Problem: Convert every line of the material below into a JSON list of strings, one string per line, omitting blank lines and leaving out the pictures.

(Annotation data for picture regions)
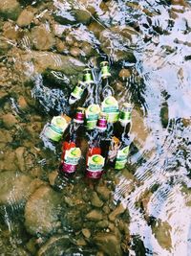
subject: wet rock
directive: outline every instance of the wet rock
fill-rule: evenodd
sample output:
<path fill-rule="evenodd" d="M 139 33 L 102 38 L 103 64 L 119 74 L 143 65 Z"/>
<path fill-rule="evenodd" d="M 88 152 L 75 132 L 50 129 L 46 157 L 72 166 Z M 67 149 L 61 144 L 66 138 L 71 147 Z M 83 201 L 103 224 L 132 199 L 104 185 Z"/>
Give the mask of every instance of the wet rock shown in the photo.
<path fill-rule="evenodd" d="M 109 221 L 107 220 L 103 220 L 96 222 L 96 227 L 98 228 L 107 228 L 108 226 L 109 226 Z"/>
<path fill-rule="evenodd" d="M 103 219 L 103 215 L 100 211 L 93 210 L 86 215 L 86 219 L 93 221 L 97 221 Z"/>
<path fill-rule="evenodd" d="M 103 205 L 103 201 L 100 200 L 96 192 L 92 193 L 91 203 L 93 206 L 96 206 L 96 207 L 101 207 Z"/>
<path fill-rule="evenodd" d="M 36 9 L 33 9 L 32 7 L 28 7 L 25 10 L 23 10 L 16 21 L 17 25 L 19 27 L 29 26 L 34 17 L 35 12 Z"/>
<path fill-rule="evenodd" d="M 25 206 L 25 226 L 31 234 L 48 234 L 60 226 L 58 221 L 57 195 L 51 187 L 41 186 L 27 201 Z"/>
<path fill-rule="evenodd" d="M 111 221 L 115 221 L 116 219 L 122 213 L 124 213 L 125 208 L 122 205 L 122 203 L 120 203 L 110 215 L 109 215 L 109 220 Z"/>
<path fill-rule="evenodd" d="M 49 50 L 54 43 L 55 39 L 49 27 L 44 25 L 36 26 L 32 30 L 32 41 L 37 50 Z"/>
<path fill-rule="evenodd" d="M 16 0 L 1 0 L 0 13 L 7 18 L 15 20 L 21 12 L 21 7 Z"/>
<path fill-rule="evenodd" d="M 63 255 L 65 250 L 69 248 L 71 240 L 69 236 L 53 236 L 41 246 L 37 252 L 37 256 Z"/>
<path fill-rule="evenodd" d="M 105 29 L 99 35 L 102 51 L 112 57 L 115 61 L 127 58 L 130 62 L 136 62 L 133 50 L 127 47 L 136 46 L 138 39 L 138 32 L 128 26 Z"/>
<path fill-rule="evenodd" d="M 42 184 L 20 172 L 0 173 L 0 204 L 19 204 Z"/>
<path fill-rule="evenodd" d="M 171 231 L 172 227 L 167 221 L 161 221 L 159 220 L 156 222 L 156 225 L 152 226 L 153 233 L 155 238 L 158 240 L 159 245 L 171 251 L 172 248 L 172 240 L 171 240 Z"/>
<path fill-rule="evenodd" d="M 90 238 L 91 237 L 90 229 L 82 228 L 81 232 L 82 232 L 82 234 L 84 235 L 85 238 Z"/>
<path fill-rule="evenodd" d="M 3 115 L 2 121 L 3 121 L 4 127 L 7 128 L 11 128 L 12 127 L 14 127 L 18 123 L 15 116 L 11 114 L 11 113 Z"/>
<path fill-rule="evenodd" d="M 120 240 L 112 233 L 97 233 L 94 237 L 95 244 L 106 255 L 121 256 Z"/>
<path fill-rule="evenodd" d="M 98 185 L 96 187 L 96 192 L 98 193 L 98 195 L 103 200 L 109 199 L 111 191 L 106 186 Z"/>

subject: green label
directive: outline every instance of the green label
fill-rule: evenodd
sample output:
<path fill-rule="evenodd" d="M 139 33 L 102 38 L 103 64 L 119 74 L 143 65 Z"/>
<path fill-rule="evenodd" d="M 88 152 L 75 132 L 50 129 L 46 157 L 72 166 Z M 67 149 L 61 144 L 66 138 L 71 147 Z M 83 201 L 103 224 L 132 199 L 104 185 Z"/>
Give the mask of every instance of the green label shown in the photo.
<path fill-rule="evenodd" d="M 88 170 L 97 172 L 103 170 L 105 158 L 100 154 L 94 154 L 88 157 Z"/>
<path fill-rule="evenodd" d="M 107 114 L 109 123 L 116 123 L 118 120 L 118 103 L 114 97 L 109 96 L 102 102 L 101 110 Z"/>
<path fill-rule="evenodd" d="M 65 151 L 64 160 L 66 164 L 77 165 L 81 157 L 81 151 L 79 148 L 72 148 Z"/>
<path fill-rule="evenodd" d="M 129 153 L 129 146 L 117 151 L 115 169 L 121 170 L 125 167 L 127 163 L 128 153 Z"/>
<path fill-rule="evenodd" d="M 103 66 L 101 67 L 101 77 L 110 77 L 110 71 L 109 71 L 109 66 Z"/>
<path fill-rule="evenodd" d="M 74 96 L 76 99 L 80 99 L 81 95 L 83 94 L 83 89 L 80 88 L 79 86 L 75 86 L 74 90 L 71 93 L 72 96 Z"/>
<path fill-rule="evenodd" d="M 130 111 L 128 112 L 120 111 L 118 120 L 122 122 L 130 122 L 131 117 L 132 117 L 132 114 Z"/>

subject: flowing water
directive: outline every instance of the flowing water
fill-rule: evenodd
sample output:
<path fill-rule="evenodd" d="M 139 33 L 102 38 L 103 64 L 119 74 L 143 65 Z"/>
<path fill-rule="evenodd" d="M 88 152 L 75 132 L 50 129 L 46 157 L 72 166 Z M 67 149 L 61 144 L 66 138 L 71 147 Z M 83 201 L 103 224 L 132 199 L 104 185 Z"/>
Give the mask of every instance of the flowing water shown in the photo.
<path fill-rule="evenodd" d="M 63 178 L 43 128 L 105 59 L 127 167 Z M 191 255 L 190 59 L 190 1 L 1 0 L 0 255 Z"/>

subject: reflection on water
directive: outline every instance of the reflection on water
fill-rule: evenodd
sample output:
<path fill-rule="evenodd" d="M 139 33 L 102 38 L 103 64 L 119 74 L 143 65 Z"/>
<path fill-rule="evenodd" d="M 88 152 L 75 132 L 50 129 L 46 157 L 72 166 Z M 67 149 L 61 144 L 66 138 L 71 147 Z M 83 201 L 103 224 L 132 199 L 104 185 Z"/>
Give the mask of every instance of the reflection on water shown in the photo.
<path fill-rule="evenodd" d="M 5 2 L 1 255 L 190 255 L 189 1 Z M 104 59 L 119 105 L 135 105 L 127 168 L 96 183 L 82 159 L 63 179 L 60 145 L 40 132 Z"/>

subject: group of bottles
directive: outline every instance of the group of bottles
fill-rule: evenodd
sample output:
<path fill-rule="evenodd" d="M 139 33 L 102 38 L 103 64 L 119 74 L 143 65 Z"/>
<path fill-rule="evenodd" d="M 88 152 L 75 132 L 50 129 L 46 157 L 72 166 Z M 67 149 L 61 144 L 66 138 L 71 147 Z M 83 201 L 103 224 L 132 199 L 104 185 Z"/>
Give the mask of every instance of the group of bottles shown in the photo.
<path fill-rule="evenodd" d="M 129 131 L 131 128 L 132 105 L 124 103 L 118 109 L 118 103 L 114 98 L 113 88 L 108 78 L 108 62 L 101 63 L 101 105 L 94 103 L 96 86 L 90 69 L 84 70 L 84 81 L 72 92 L 69 104 L 74 104 L 87 90 L 83 107 L 77 107 L 71 122 L 65 116 L 53 117 L 45 129 L 45 135 L 53 141 L 62 142 L 60 171 L 74 174 L 81 158 L 82 134 L 86 135 L 88 150 L 86 152 L 86 176 L 100 178 L 104 167 L 113 166 L 121 170 L 127 163 L 130 147 Z M 83 87 L 84 86 L 84 87 Z"/>

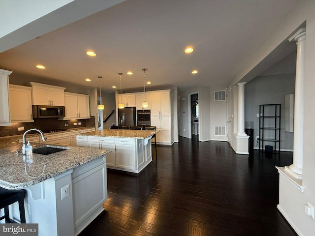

Answer for this exercise:
[
  "subject: wet rock",
  "directive: outline every instance of the wet rock",
  "fill-rule: evenodd",
  "sample output:",
  "<path fill-rule=\"evenodd\" d=\"M 139 33 L 102 38 L 103 64 L 119 74 L 143 65 Z\"/>",
  "<path fill-rule=\"evenodd\" d=\"M 88 152 L 75 132 L 50 129 L 46 157 L 72 166 Z M 67 149 L 61 144 L 66 138 L 71 147 Z M 83 201 L 103 224 L 132 199 L 104 185 Z\"/>",
  "Give the mask of every instance of the wet rock shown in the photo.",
  "<path fill-rule=\"evenodd\" d=\"M 109 221 L 107 220 L 103 220 L 96 222 L 96 227 L 98 228 L 107 228 L 108 226 L 109 226 Z\"/>",
  "<path fill-rule=\"evenodd\" d=\"M 103 219 L 103 215 L 100 211 L 93 210 L 86 215 L 86 219 L 93 221 L 97 221 Z\"/>",
  "<path fill-rule=\"evenodd\" d=\"M 103 205 L 103 201 L 100 200 L 96 192 L 92 193 L 91 203 L 93 206 L 96 206 L 96 207 L 101 207 Z\"/>",
  "<path fill-rule=\"evenodd\" d=\"M 36 9 L 33 9 L 32 7 L 28 7 L 25 10 L 23 10 L 16 21 L 17 25 L 19 27 L 29 26 L 34 17 L 35 12 Z\"/>",
  "<path fill-rule=\"evenodd\" d=\"M 25 206 L 25 226 L 31 234 L 48 234 L 60 226 L 58 221 L 57 195 L 51 187 L 41 186 L 27 201 Z\"/>",
  "<path fill-rule=\"evenodd\" d=\"M 111 221 L 115 221 L 116 219 L 122 213 L 124 213 L 125 208 L 122 205 L 122 203 L 120 203 L 110 215 L 109 215 L 109 220 Z\"/>",
  "<path fill-rule=\"evenodd\" d=\"M 49 50 L 54 43 L 55 39 L 49 27 L 44 25 L 36 26 L 32 30 L 32 41 L 37 50 Z\"/>",
  "<path fill-rule=\"evenodd\" d=\"M 16 0 L 1 0 L 0 13 L 7 18 L 15 20 L 21 12 L 21 7 Z\"/>",
  "<path fill-rule=\"evenodd\" d=\"M 63 255 L 65 250 L 69 248 L 71 240 L 69 236 L 53 236 L 41 246 L 37 252 L 37 256 Z\"/>",
  "<path fill-rule=\"evenodd\" d=\"M 105 29 L 99 35 L 102 51 L 112 57 L 115 61 L 127 58 L 130 62 L 136 62 L 133 50 L 127 47 L 136 46 L 138 39 L 138 32 L 128 26 Z\"/>",
  "<path fill-rule=\"evenodd\" d=\"M 42 184 L 20 172 L 0 173 L 0 204 L 19 204 Z\"/>",
  "<path fill-rule=\"evenodd\" d=\"M 171 231 L 172 227 L 167 221 L 161 221 L 159 220 L 156 222 L 156 225 L 152 226 L 153 233 L 155 238 L 158 240 L 159 245 L 171 251 L 172 248 L 172 240 L 171 240 Z\"/>",
  "<path fill-rule=\"evenodd\" d=\"M 90 238 L 91 237 L 90 229 L 82 228 L 81 232 L 82 232 L 82 234 L 84 235 L 85 238 Z\"/>",
  "<path fill-rule=\"evenodd\" d=\"M 3 115 L 2 121 L 3 121 L 4 127 L 7 128 L 11 128 L 12 127 L 14 127 L 18 123 L 15 116 L 11 114 L 11 113 Z\"/>",
  "<path fill-rule=\"evenodd\" d=\"M 120 240 L 112 233 L 97 233 L 94 237 L 95 244 L 106 255 L 121 256 Z\"/>",
  "<path fill-rule=\"evenodd\" d=\"M 98 185 L 96 187 L 96 192 L 98 193 L 98 195 L 103 200 L 109 199 L 111 191 L 106 186 Z\"/>",
  "subject: green label",
  "directive: outline every instance of the green label",
  "fill-rule: evenodd",
  "sample output:",
  "<path fill-rule=\"evenodd\" d=\"M 139 33 L 102 38 L 103 64 L 119 74 L 143 65 Z\"/>",
  "<path fill-rule=\"evenodd\" d=\"M 88 152 L 75 132 L 50 129 L 46 157 L 72 166 Z M 67 149 L 61 144 L 66 138 L 71 147 Z M 83 201 L 103 224 L 132 199 L 104 185 Z\"/>",
  "Give the mask of every instance of the green label shown in the photo.",
  "<path fill-rule=\"evenodd\" d=\"M 88 170 L 97 172 L 103 170 L 105 158 L 100 154 L 94 154 L 88 157 Z\"/>",
  "<path fill-rule=\"evenodd\" d=\"M 107 114 L 109 123 L 116 123 L 118 120 L 118 103 L 114 97 L 109 96 L 102 102 L 101 110 Z\"/>",
  "<path fill-rule=\"evenodd\" d=\"M 65 151 L 64 160 L 66 164 L 77 165 L 81 157 L 81 151 L 79 148 L 72 148 Z\"/>",
  "<path fill-rule=\"evenodd\" d=\"M 129 153 L 129 146 L 117 151 L 115 169 L 121 170 L 125 167 L 127 163 L 128 153 Z\"/>",
  "<path fill-rule=\"evenodd\" d=\"M 103 66 L 101 67 L 101 77 L 110 77 L 110 71 L 109 71 L 109 66 Z\"/>",
  "<path fill-rule=\"evenodd\" d=\"M 74 96 L 76 99 L 80 99 L 81 95 L 83 94 L 83 89 L 80 88 L 79 86 L 75 86 L 74 90 L 71 93 L 72 96 Z\"/>",
  "<path fill-rule=\"evenodd\" d=\"M 130 111 L 128 112 L 120 111 L 118 120 L 122 122 L 130 122 L 131 117 L 132 117 L 132 114 Z\"/>",
  "subject: flowing water",
  "directive: outline every instance of the flowing water",
  "fill-rule: evenodd",
  "sample output:",
  "<path fill-rule=\"evenodd\" d=\"M 139 33 L 102 38 L 103 64 L 119 74 L 143 65 Z\"/>",
  "<path fill-rule=\"evenodd\" d=\"M 88 152 L 75 132 L 50 129 L 46 157 L 72 166 Z M 67 149 L 61 144 L 66 138 L 71 147 Z M 83 201 L 103 224 L 132 199 L 104 185 Z\"/>",
  "Give the mask of every instance of the flowing water shown in the photo.",
  "<path fill-rule=\"evenodd\" d=\"M 63 178 L 43 128 L 105 59 L 127 167 Z M 191 255 L 190 59 L 190 1 L 1 0 L 0 255 Z\"/>",
  "subject: reflection on water",
  "directive: outline every instance of the reflection on water",
  "fill-rule: evenodd",
  "sample output:",
  "<path fill-rule=\"evenodd\" d=\"M 139 33 L 102 38 L 103 64 L 119 74 L 143 65 Z\"/>",
  "<path fill-rule=\"evenodd\" d=\"M 88 152 L 75 132 L 50 129 L 46 157 L 72 166 Z M 67 149 L 61 144 L 66 138 L 71 147 Z M 83 201 L 103 224 L 132 199 L 104 185 Z\"/>",
  "Give the mask of every instance of the reflection on water shown in the photo.",
  "<path fill-rule=\"evenodd\" d=\"M 5 2 L 1 255 L 190 255 L 189 1 Z M 104 59 L 119 105 L 135 105 L 127 168 L 96 183 L 82 159 L 63 179 L 60 145 L 40 132 Z\"/>",
  "subject: group of bottles",
  "directive: outline every instance of the group of bottles",
  "fill-rule: evenodd",
  "sample output:",
  "<path fill-rule=\"evenodd\" d=\"M 139 33 L 102 38 L 103 64 L 119 74 L 143 65 Z\"/>",
  "<path fill-rule=\"evenodd\" d=\"M 88 152 L 75 132 L 50 129 L 46 157 L 72 166 Z M 67 149 L 61 144 L 66 138 L 71 147 Z M 83 201 L 103 224 L 132 199 L 104 185 Z\"/>",
  "Give the mask of every instance of the group of bottles shown in the photo.",
  "<path fill-rule=\"evenodd\" d=\"M 129 131 L 131 128 L 132 105 L 124 103 L 118 109 L 118 103 L 114 98 L 113 88 L 108 78 L 108 62 L 101 63 L 101 105 L 94 103 L 96 86 L 90 69 L 84 70 L 84 81 L 72 92 L 69 104 L 74 104 L 87 90 L 83 107 L 77 107 L 71 122 L 65 116 L 53 117 L 45 129 L 45 135 L 53 141 L 62 142 L 60 171 L 74 174 L 81 158 L 82 134 L 86 135 L 88 150 L 86 152 L 86 176 L 100 178 L 104 167 L 113 166 L 121 170 L 127 163 L 130 147 Z M 83 87 L 84 86 L 84 87 Z\"/>"
]